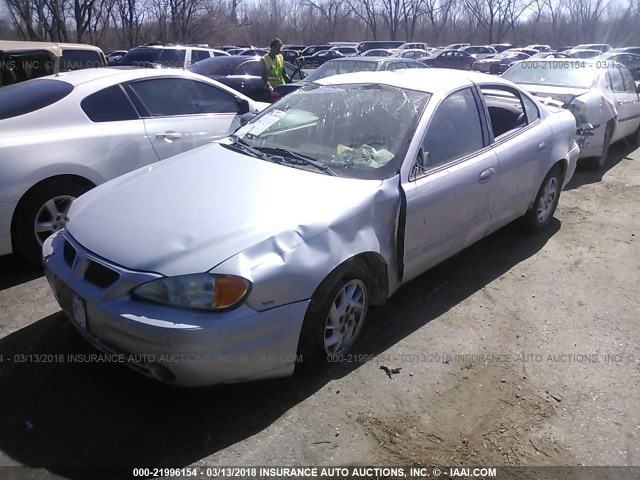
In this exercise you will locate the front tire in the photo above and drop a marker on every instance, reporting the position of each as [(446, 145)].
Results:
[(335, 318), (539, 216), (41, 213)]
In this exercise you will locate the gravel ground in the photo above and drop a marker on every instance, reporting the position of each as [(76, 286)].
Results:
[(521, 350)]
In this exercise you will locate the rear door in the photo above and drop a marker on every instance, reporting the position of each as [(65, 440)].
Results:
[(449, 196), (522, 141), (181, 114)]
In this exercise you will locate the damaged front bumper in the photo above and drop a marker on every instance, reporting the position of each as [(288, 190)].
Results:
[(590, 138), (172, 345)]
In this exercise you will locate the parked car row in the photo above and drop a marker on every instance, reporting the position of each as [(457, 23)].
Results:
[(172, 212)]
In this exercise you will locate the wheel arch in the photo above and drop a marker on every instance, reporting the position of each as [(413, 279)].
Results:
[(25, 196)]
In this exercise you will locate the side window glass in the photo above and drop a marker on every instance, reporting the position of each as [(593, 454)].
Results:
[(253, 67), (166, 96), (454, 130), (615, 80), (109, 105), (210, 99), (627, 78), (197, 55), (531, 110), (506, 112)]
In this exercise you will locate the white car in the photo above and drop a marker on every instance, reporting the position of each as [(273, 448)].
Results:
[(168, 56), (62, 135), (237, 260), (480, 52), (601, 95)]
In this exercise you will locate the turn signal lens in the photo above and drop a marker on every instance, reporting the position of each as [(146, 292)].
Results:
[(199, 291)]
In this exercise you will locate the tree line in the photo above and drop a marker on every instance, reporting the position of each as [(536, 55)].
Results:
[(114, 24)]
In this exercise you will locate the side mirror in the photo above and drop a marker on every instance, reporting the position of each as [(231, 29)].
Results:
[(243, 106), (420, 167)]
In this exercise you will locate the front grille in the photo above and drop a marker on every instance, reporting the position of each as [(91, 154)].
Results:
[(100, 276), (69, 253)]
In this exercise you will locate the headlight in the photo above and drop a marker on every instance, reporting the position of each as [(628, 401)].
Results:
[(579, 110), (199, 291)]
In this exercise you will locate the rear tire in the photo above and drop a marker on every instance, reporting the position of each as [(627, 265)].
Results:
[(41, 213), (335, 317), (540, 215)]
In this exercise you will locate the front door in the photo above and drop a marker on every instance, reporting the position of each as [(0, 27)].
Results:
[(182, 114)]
——————
Rewrite the records from the beginning through the line with "[(521, 350)]", changing "marker" to "pin" and keeping everything else the same. Leave the pictures out of your answer.

_Solution for this exercise:_
In this exercise you will locate the front tire in the photo above and drop a pin on every instance, reporting the position of each as [(446, 145)].
Results:
[(335, 318), (539, 216), (41, 213)]
In this exercise you will locate the gravel ground in the photo above and drop a pin on every instance, reporting the position of each as [(76, 286)].
Results:
[(521, 350)]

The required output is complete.